WORK ITEM:
Reply with the data below, repeated exactly in full.

DATA IN THIS EXERCISE:
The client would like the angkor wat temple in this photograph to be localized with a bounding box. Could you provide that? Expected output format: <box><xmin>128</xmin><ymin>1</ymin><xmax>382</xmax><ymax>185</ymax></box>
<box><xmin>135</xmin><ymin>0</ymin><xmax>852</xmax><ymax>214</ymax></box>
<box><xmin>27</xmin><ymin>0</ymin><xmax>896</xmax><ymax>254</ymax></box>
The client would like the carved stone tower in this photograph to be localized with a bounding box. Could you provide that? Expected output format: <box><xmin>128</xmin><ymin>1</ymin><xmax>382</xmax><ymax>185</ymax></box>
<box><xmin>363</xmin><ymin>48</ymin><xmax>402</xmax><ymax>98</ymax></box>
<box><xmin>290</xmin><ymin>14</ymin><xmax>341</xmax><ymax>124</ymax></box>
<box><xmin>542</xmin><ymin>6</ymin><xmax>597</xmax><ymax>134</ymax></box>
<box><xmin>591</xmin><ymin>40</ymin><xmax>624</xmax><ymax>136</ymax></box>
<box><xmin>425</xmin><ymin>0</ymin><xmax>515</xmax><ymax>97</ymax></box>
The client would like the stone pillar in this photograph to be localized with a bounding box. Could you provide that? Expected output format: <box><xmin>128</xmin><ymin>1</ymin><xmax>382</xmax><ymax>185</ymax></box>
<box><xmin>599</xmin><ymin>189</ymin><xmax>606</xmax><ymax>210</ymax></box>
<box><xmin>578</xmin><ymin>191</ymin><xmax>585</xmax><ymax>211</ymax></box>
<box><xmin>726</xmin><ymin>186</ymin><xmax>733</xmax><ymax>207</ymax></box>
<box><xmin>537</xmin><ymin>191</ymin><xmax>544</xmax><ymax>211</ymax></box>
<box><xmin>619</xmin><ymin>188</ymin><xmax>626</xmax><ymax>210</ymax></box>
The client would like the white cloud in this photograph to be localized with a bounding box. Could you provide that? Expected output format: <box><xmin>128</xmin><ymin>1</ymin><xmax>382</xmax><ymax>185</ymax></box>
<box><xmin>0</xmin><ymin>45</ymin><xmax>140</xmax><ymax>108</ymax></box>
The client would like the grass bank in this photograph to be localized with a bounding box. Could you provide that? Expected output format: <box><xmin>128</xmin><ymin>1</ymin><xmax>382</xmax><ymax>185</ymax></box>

ANSWER BOX:
The client would like the angkor wat temple in this photograph to be localized with a bounding box. Could you provide that? Expected output format: <box><xmin>128</xmin><ymin>1</ymin><xmax>382</xmax><ymax>185</ymax></box>
<box><xmin>135</xmin><ymin>0</ymin><xmax>852</xmax><ymax>214</ymax></box>
<box><xmin>27</xmin><ymin>0</ymin><xmax>896</xmax><ymax>254</ymax></box>
The client would like the carved stone tower in this photograph to be localized with a bounding box. Could you provide that? Expected output format: <box><xmin>128</xmin><ymin>1</ymin><xmax>382</xmax><ymax>185</ymax></box>
<box><xmin>363</xmin><ymin>48</ymin><xmax>402</xmax><ymax>98</ymax></box>
<box><xmin>290</xmin><ymin>14</ymin><xmax>341</xmax><ymax>124</ymax></box>
<box><xmin>542</xmin><ymin>6</ymin><xmax>597</xmax><ymax>134</ymax></box>
<box><xmin>591</xmin><ymin>40</ymin><xmax>624</xmax><ymax>136</ymax></box>
<box><xmin>425</xmin><ymin>0</ymin><xmax>515</xmax><ymax>97</ymax></box>
The client would like the stone pillar in this photograph to be localized with a bounding box. Could you provide that? Expected output format: <box><xmin>128</xmin><ymin>1</ymin><xmax>382</xmax><ymax>185</ymax></box>
<box><xmin>599</xmin><ymin>189</ymin><xmax>606</xmax><ymax>210</ymax></box>
<box><xmin>578</xmin><ymin>191</ymin><xmax>585</xmax><ymax>211</ymax></box>
<box><xmin>726</xmin><ymin>186</ymin><xmax>733</xmax><ymax>207</ymax></box>
<box><xmin>537</xmin><ymin>191</ymin><xmax>544</xmax><ymax>211</ymax></box>
<box><xmin>619</xmin><ymin>188</ymin><xmax>626</xmax><ymax>210</ymax></box>
The client would like the white cloud in this photograph to be localized with a bounding box. Could you provide that? Expected output format: <box><xmin>128</xmin><ymin>1</ymin><xmax>382</xmax><ymax>185</ymax></box>
<box><xmin>0</xmin><ymin>45</ymin><xmax>140</xmax><ymax>108</ymax></box>
The client would like the grass bank in this photograph to be localized with a bounding box. Could you provide that? Expected output format: <box><xmin>128</xmin><ymin>1</ymin><xmax>382</xmax><ymax>185</ymax></box>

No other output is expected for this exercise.